## Stored entries
----

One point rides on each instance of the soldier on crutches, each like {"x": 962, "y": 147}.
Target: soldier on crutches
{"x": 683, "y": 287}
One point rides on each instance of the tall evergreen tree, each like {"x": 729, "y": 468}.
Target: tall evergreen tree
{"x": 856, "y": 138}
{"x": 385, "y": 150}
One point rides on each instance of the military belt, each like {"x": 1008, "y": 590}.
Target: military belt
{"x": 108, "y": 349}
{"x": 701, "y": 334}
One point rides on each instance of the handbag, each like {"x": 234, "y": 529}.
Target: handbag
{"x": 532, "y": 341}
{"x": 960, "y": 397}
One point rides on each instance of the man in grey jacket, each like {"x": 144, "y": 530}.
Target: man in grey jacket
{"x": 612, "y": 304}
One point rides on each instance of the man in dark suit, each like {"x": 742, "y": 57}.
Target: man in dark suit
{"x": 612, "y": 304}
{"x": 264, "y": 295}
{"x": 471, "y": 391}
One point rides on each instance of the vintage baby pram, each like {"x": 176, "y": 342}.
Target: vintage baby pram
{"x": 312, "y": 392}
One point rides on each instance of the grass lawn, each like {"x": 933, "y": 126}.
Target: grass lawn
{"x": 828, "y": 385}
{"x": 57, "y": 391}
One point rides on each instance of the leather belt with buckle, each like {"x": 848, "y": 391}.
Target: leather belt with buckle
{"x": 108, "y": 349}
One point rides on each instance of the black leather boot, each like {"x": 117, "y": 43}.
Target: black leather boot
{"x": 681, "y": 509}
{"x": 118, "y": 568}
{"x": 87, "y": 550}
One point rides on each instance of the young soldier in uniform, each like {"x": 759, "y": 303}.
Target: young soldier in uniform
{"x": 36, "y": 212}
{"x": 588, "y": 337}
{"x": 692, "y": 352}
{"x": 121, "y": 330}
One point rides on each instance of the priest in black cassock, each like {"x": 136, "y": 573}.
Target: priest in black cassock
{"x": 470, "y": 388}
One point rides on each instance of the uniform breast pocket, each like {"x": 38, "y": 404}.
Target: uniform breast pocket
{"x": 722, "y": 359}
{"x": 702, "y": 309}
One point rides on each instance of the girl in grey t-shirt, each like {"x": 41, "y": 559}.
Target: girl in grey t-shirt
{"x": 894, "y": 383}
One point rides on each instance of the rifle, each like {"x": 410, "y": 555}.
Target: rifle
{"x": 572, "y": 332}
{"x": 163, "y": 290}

----

## Exercise prompt
Having read the records above, print them out again exactly.

## Solution to this task
One point rides on each instance of the soldier on crutches, each like {"x": 962, "y": 147}.
Target: soldier on crutches
{"x": 683, "y": 287}
One point rides on each instance of the tall evergreen tree, each like {"x": 729, "y": 468}.
Target: tall evergreen tree
{"x": 856, "y": 138}
{"x": 385, "y": 150}
One point rides on each instance of the military belt, each like {"x": 1008, "y": 590}.
Target: military belt
{"x": 108, "y": 349}
{"x": 701, "y": 334}
One point rides on each instance of the handbag, each like {"x": 234, "y": 529}.
Target: handbag
{"x": 532, "y": 341}
{"x": 960, "y": 397}
One point rides on each instance of the man in grey jacket, each like {"x": 144, "y": 530}.
Target: man in grey jacket
{"x": 612, "y": 304}
One point rides on each instance of the man in dark suit, each like {"x": 742, "y": 57}.
Target: man in dark suit
{"x": 612, "y": 304}
{"x": 264, "y": 295}
{"x": 471, "y": 391}
One point rides on each instance of the vintage baby pram, each like {"x": 176, "y": 342}.
Target: vintage baby pram
{"x": 312, "y": 392}
One point rides on each instance of the grass lawn, each like {"x": 933, "y": 126}.
Target: grass lawn
{"x": 828, "y": 385}
{"x": 57, "y": 391}
One point rides on each instance of the leather belt with buckle, each like {"x": 848, "y": 391}.
Target: leather belt with buckle
{"x": 108, "y": 349}
One point rides on each instance of the black leather boot, each like {"x": 117, "y": 43}.
Target: black leather boot
{"x": 681, "y": 509}
{"x": 118, "y": 568}
{"x": 87, "y": 550}
One point rides on each instance of the young soldier in uniform, each like {"x": 759, "y": 303}.
Target: young soldier in uniform
{"x": 36, "y": 212}
{"x": 588, "y": 337}
{"x": 692, "y": 352}
{"x": 121, "y": 330}
One point rides on each instance of the priest in black cassock, each like {"x": 136, "y": 573}.
Target: priest in black cassock
{"x": 470, "y": 388}
One point rides on each instance of the uniform breast pocket, each like {"x": 38, "y": 404}.
Target: uniform breast pocket
{"x": 722, "y": 359}
{"x": 702, "y": 309}
One point rides on each instance of the girl in grey t-shirt, each like {"x": 41, "y": 559}.
Target: girl in grey t-shirt
{"x": 894, "y": 383}
One point rides on each instance of the rifle, each like {"x": 410, "y": 555}.
Target: rifle
{"x": 572, "y": 332}
{"x": 163, "y": 290}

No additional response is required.